-- REQUEST --
In the material below, turn the lines from the one containing "Label: red rose" up to and including the one containing "[536,0,562,143]" into a Markdown table with the columns No. and Entry. Put a running row number under No. and each line under Entry, leaving out any blank lines.

Source records

──────────

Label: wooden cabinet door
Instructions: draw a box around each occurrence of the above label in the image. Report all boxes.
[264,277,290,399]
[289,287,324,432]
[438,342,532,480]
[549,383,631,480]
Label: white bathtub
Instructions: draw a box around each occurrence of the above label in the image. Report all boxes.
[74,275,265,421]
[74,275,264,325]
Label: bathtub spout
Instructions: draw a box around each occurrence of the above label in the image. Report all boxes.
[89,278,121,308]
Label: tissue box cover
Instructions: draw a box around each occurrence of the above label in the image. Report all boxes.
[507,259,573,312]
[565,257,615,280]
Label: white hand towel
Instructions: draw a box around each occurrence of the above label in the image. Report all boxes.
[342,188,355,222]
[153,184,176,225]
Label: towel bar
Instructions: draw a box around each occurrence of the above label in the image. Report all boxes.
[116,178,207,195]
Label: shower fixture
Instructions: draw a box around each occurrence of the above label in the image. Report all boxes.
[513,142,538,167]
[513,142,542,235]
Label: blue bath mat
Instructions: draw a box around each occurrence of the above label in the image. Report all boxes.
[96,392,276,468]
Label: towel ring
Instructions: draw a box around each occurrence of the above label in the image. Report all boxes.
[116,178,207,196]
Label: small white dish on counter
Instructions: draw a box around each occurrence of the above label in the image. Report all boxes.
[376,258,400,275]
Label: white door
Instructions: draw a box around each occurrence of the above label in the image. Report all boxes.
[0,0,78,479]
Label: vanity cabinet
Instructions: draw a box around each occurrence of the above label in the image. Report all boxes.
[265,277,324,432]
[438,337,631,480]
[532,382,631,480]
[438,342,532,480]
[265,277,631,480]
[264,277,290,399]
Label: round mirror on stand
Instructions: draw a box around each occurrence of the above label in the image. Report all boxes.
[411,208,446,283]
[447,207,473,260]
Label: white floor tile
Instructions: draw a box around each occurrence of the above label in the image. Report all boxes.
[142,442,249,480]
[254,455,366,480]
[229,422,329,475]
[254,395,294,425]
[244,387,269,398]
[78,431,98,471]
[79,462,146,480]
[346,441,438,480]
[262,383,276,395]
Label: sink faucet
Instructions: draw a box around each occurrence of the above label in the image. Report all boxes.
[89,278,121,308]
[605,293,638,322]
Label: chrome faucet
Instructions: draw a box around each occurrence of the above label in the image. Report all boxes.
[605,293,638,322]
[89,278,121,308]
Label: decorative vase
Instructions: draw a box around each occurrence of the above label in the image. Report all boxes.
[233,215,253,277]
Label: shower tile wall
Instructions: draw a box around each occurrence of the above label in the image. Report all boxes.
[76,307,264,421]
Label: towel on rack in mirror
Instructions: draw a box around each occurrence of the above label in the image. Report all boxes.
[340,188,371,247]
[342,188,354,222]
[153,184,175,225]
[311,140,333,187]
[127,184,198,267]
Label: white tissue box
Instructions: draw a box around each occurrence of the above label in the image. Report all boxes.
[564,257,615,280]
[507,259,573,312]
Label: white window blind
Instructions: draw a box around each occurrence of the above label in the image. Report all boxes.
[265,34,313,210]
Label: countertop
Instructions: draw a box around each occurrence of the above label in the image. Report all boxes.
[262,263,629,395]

──────────

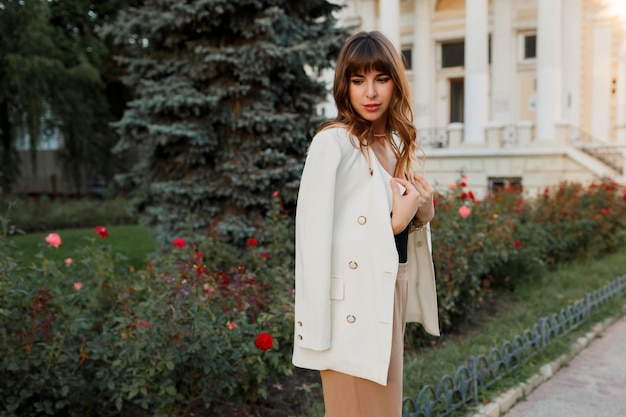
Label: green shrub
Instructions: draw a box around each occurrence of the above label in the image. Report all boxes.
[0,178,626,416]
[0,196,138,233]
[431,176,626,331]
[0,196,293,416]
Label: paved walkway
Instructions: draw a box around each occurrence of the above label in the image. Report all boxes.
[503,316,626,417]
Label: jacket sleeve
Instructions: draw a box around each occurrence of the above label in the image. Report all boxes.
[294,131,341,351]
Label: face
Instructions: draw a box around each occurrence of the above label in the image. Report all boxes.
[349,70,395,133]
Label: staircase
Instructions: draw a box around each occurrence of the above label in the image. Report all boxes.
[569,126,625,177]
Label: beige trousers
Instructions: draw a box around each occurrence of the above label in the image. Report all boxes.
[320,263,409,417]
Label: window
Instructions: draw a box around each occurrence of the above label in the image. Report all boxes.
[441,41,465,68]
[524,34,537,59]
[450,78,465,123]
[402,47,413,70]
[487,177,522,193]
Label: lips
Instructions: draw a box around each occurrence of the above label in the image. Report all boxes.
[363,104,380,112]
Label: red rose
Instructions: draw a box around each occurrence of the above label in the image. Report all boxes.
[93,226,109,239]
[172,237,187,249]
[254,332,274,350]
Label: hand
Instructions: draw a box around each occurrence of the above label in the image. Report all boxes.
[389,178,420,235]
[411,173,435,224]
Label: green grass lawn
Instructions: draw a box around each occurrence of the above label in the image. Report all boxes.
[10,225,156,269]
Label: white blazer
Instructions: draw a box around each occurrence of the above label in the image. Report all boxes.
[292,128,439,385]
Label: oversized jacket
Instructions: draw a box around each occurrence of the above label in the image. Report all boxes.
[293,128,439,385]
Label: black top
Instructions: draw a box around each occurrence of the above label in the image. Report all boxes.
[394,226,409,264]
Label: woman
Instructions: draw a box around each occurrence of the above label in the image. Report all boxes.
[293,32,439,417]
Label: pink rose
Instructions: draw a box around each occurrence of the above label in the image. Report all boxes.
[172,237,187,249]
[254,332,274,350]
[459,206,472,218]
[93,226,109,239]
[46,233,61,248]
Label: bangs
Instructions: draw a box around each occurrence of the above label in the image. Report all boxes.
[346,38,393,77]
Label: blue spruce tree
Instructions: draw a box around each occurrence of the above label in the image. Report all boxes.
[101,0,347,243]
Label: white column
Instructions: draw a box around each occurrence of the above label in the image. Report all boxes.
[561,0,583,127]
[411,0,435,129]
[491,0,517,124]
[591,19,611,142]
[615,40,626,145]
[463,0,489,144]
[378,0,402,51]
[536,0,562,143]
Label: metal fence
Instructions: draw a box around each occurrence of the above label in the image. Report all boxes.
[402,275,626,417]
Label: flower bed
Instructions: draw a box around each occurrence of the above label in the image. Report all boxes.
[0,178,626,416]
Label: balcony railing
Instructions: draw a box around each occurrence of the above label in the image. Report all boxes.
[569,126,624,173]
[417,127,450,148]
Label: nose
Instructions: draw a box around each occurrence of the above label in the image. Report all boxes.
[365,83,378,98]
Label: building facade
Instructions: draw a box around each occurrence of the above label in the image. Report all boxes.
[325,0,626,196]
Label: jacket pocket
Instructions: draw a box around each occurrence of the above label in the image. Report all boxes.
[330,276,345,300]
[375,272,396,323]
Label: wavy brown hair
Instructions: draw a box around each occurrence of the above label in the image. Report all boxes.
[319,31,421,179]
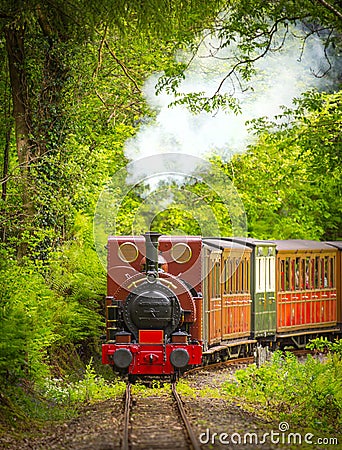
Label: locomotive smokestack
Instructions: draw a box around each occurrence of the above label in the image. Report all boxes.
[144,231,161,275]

──────────

-- TASK SOLUTION --
| No. | Entry |
|---|---|
| 1 | Label: red rose |
| 2 | Instructions: draw a box around each occurrence of the above label in the image. Report all boxes. |
| 3 | [93,226,109,239] |
| 4 | [172,237,187,249] |
| 5 | [254,332,274,350] |
| 6 | Label: hand |
| 7 | Instructions: draw a box around each occurrence of the above label in the image. Report all boxes. |
| 8 | [389,178,420,235] |
| 9 | [411,173,435,224] |
| 10 | Label: green grass lawn |
| 11 | Instructions: draw a box around each occurrence of the above label in the image. Report all boxes. |
| 12 | [10,225,156,269] |
| 13 | Label: white blazer |
| 14 | Instructions: draw a box around each occurrence of the above label in the image. Report all boxes. |
| 15 | [292,128,439,385] |
| 16 | Label: oversized jacket |
| 17 | Instructions: draw a box around each occurrence of the above label in the image. Report all boxes. |
| 18 | [293,128,439,385] |
| 19 | Label: black top |
| 20 | Instructions: draw a box around each occurrence of the above label in the image. Report all boxes. |
| 21 | [394,226,409,264] |
| 22 | Label: woman |
| 23 | Instructions: draw a box around each occurrence of the above label in the image. Report all boxes. |
| 24 | [293,32,439,417] |
| 25 | Label: pink rose |
| 26 | Instructions: draw a box around each occurrence of the above label in the image. Report all boxes. |
| 27 | [172,237,187,249] |
| 28 | [254,332,274,350] |
| 29 | [459,206,472,218] |
| 30 | [93,226,109,239] |
| 31 | [46,233,61,248] |
| 32 | Label: bangs |
| 33 | Instructions: draw a box around each occurrence of the above label in the image. Report all boxes. |
| 34 | [346,38,393,77] |
| 35 | Label: blue spruce tree |
| 36 | Instructions: draw a box around each occurrence of the above label in the image. Report all boxes. |
| 37 | [101,0,347,243] |
| 38 | Label: white column |
| 39 | Instructions: draw a box around each occurrence of the above label in the image. Report all boxes. |
| 40 | [561,0,583,127] |
| 41 | [411,0,435,129] |
| 42 | [491,0,517,124] |
| 43 | [591,19,611,142] |
| 44 | [615,40,626,145] |
| 45 | [463,0,489,144] |
| 46 | [378,0,402,51] |
| 47 | [536,0,562,143] |